# [TASK TO CARRY OUT]
Down to the last line below, give the listing again exactly.
═════ EXTRACTED RECORDS ═════
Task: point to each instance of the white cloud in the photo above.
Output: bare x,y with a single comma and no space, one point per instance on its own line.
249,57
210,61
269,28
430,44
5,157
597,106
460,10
═════
# [ANSWER TO THE PROBLEM]
Task: point to each instance of the white cloud in the photo above.
Output: bare x,y with a single comma and no space, one point per instance on its own line.
249,57
210,61
269,28
430,44
5,157
597,106
460,10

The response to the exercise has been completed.